# Work to do:
Write out every line of the records below without changing a single character, but leave out the pictures.

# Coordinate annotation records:
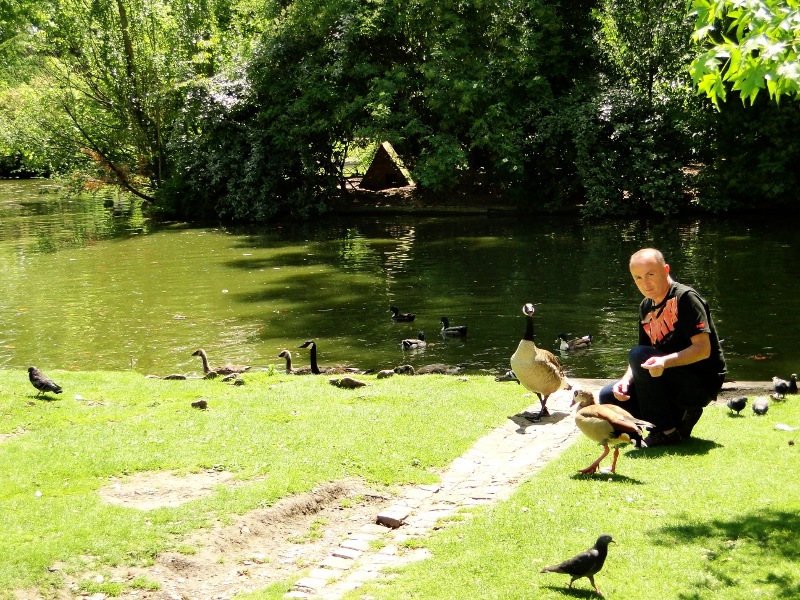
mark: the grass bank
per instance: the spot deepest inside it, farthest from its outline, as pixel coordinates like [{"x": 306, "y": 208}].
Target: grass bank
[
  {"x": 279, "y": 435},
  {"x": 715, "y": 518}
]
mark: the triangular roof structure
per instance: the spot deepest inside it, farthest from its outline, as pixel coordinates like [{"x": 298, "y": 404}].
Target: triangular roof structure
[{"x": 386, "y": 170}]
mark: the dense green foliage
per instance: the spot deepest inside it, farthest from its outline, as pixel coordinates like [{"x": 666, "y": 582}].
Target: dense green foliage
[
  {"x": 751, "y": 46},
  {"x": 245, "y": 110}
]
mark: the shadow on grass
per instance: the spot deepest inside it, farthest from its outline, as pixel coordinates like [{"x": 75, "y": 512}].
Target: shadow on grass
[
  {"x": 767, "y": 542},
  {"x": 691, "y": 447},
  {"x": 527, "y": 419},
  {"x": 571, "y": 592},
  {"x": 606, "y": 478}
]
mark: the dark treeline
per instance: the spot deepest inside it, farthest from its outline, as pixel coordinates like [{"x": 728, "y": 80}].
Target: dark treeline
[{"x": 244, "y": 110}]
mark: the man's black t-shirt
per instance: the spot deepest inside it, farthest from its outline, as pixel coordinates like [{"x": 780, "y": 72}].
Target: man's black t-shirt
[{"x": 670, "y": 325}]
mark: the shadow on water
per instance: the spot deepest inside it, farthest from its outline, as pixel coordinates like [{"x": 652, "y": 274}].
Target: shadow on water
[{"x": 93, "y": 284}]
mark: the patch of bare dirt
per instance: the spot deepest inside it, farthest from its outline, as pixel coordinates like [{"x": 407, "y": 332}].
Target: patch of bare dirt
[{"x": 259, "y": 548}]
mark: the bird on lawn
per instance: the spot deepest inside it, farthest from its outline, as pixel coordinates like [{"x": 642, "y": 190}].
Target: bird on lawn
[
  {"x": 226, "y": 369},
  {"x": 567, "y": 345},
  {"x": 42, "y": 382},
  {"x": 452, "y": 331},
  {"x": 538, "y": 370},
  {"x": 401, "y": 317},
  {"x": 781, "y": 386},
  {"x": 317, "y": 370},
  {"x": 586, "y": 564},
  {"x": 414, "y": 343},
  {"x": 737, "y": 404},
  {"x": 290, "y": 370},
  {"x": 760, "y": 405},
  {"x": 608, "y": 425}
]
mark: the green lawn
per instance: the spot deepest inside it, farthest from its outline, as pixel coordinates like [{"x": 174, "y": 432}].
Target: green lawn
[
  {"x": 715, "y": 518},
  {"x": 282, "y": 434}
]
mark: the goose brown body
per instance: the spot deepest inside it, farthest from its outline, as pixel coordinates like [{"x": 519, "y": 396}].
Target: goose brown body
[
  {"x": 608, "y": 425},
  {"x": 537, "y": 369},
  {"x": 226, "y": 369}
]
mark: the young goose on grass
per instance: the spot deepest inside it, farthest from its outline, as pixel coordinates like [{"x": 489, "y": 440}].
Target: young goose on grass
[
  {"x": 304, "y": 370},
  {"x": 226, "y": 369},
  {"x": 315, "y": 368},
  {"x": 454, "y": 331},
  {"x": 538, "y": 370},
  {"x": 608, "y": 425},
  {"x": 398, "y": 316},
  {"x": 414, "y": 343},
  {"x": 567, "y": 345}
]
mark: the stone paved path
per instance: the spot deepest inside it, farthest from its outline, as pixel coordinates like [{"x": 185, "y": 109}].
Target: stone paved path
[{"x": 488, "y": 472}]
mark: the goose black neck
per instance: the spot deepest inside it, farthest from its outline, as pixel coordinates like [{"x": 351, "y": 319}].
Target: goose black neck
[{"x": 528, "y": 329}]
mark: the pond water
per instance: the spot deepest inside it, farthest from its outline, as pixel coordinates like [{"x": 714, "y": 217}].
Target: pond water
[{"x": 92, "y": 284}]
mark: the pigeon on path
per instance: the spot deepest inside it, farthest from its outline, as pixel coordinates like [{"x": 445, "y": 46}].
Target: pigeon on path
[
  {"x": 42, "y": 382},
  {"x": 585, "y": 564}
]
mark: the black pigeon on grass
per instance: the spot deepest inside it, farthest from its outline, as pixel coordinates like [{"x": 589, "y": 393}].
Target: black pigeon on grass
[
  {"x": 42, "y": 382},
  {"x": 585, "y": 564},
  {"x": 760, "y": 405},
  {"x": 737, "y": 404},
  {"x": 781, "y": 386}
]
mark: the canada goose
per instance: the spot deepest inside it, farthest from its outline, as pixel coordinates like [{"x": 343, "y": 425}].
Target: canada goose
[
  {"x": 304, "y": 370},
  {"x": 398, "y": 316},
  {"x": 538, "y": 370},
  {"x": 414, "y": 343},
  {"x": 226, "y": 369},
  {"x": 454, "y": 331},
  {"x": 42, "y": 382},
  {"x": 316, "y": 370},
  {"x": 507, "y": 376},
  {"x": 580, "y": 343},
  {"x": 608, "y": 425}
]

# Completed exercise:
mark: the grass bank
per instance: the spot deepest inside it, farthest from its outline, as pixel coordinates like [{"x": 306, "y": 208}].
Target: grass bank
[
  {"x": 279, "y": 435},
  {"x": 715, "y": 518}
]
mark: the triangular roof structure
per instance: the spot deepest inside it, farthest from its outline, as pixel coordinates like [{"x": 298, "y": 404}].
Target: triangular roof structure
[{"x": 386, "y": 170}]
mark: the dense green foliage
per instance: the spot deepest inside it, farthest from its outline, as pixel coordinates like [{"x": 666, "y": 582}].
Target: dense green foliage
[
  {"x": 751, "y": 46},
  {"x": 245, "y": 110}
]
mark: the shadow on grass
per instance: the spot deepest inside it, farthest from its outline, as pixel coordinates like [{"x": 75, "y": 512}].
Target: shadow on grass
[
  {"x": 767, "y": 542},
  {"x": 691, "y": 447},
  {"x": 527, "y": 419},
  {"x": 571, "y": 592},
  {"x": 606, "y": 478}
]
mark: the dark treeline
per instance: the spot deepest inside it, farthest from its outline, as pixel coordinates like [{"x": 728, "y": 80}].
Target: dark treeline
[{"x": 244, "y": 110}]
mark: the man's black t-shirt
per instance: the spot deepest inside it, farthest from its outline, as pixel coordinates like [{"x": 780, "y": 72}].
Target: man's black t-shirt
[{"x": 670, "y": 325}]
mark: the shadow on water
per instance: the spot deepest inside it, farthest from its outline, as pixel coordinates like [{"x": 652, "y": 274}].
Target: shadow on water
[{"x": 93, "y": 284}]
mark: the patch of bare dirt
per instance: the spot deepest inside it, farthest from its outline, as pixel coordinates like [{"x": 407, "y": 332}].
Target: patch of bare dirt
[{"x": 259, "y": 548}]
mark: the bird on lawn
per instance: the spot deepest inside it, farthest from its outline, as pixel coordinates like [{"x": 642, "y": 190}].
Target: bird on lawn
[
  {"x": 226, "y": 369},
  {"x": 567, "y": 345},
  {"x": 42, "y": 382},
  {"x": 452, "y": 331},
  {"x": 538, "y": 370},
  {"x": 401, "y": 317},
  {"x": 781, "y": 386},
  {"x": 317, "y": 370},
  {"x": 586, "y": 564},
  {"x": 414, "y": 343},
  {"x": 737, "y": 404},
  {"x": 290, "y": 370},
  {"x": 760, "y": 405},
  {"x": 608, "y": 425}
]
mark: the green lawn
per instance: the spot deepest inside it, farthest from its outline, as pixel coordinates like [{"x": 174, "y": 432}].
Target: green lawn
[
  {"x": 715, "y": 518},
  {"x": 282, "y": 434}
]
mark: the goose brown body
per instance: the spot deepest inside it, farthest from its outline, as pixel coordinates like [{"x": 519, "y": 396}].
Target: goose brown body
[
  {"x": 608, "y": 425},
  {"x": 537, "y": 369},
  {"x": 226, "y": 369}
]
mark: the young goose on grass
per instance: the spot deepest inside it, farthest from its outline, as pixel coordinates like [{"x": 489, "y": 440}].
Target: young goose on grass
[
  {"x": 304, "y": 370},
  {"x": 226, "y": 369},
  {"x": 315, "y": 368},
  {"x": 454, "y": 331},
  {"x": 538, "y": 370},
  {"x": 608, "y": 425},
  {"x": 398, "y": 316},
  {"x": 414, "y": 343},
  {"x": 567, "y": 345}
]
mark: the stone paved path
per instance: the spot deepest inside it, farthest from its outline, as pixel coordinates like [{"x": 185, "y": 109}].
Target: stone paved path
[{"x": 488, "y": 472}]
mark: the goose black neck
per instance: the spot deepest inside it, farthest from its outline, as pixel coordinates like [{"x": 351, "y": 319}].
Target: goose black neck
[{"x": 528, "y": 329}]
mark: the pond water
per instance: the spot deepest inside it, farthest from its outline, as pixel coordinates like [{"x": 714, "y": 217}].
Target: pond water
[{"x": 92, "y": 284}]
mark: the pigeon on path
per instance: the spot deepest inside it, farthest from its outline, as pixel coordinates like [{"x": 445, "y": 46}].
Target: pigeon on path
[
  {"x": 42, "y": 382},
  {"x": 585, "y": 564}
]
mark: the black pigeon on grass
per instance: the spot deepest inside it, farthest from its outline, as pixel coordinates like [{"x": 589, "y": 393}].
Target: black pigeon on grass
[
  {"x": 42, "y": 382},
  {"x": 585, "y": 564},
  {"x": 760, "y": 405},
  {"x": 737, "y": 404},
  {"x": 781, "y": 386}
]
mark: the canada goose
per instance: the spot deepest inside it, farthest from its outline, as pixel coordinates like [{"x": 343, "y": 425}].
Target: canada goose
[
  {"x": 304, "y": 370},
  {"x": 398, "y": 316},
  {"x": 538, "y": 370},
  {"x": 414, "y": 343},
  {"x": 226, "y": 369},
  {"x": 454, "y": 331},
  {"x": 42, "y": 382},
  {"x": 316, "y": 370},
  {"x": 507, "y": 376},
  {"x": 580, "y": 343},
  {"x": 608, "y": 425}
]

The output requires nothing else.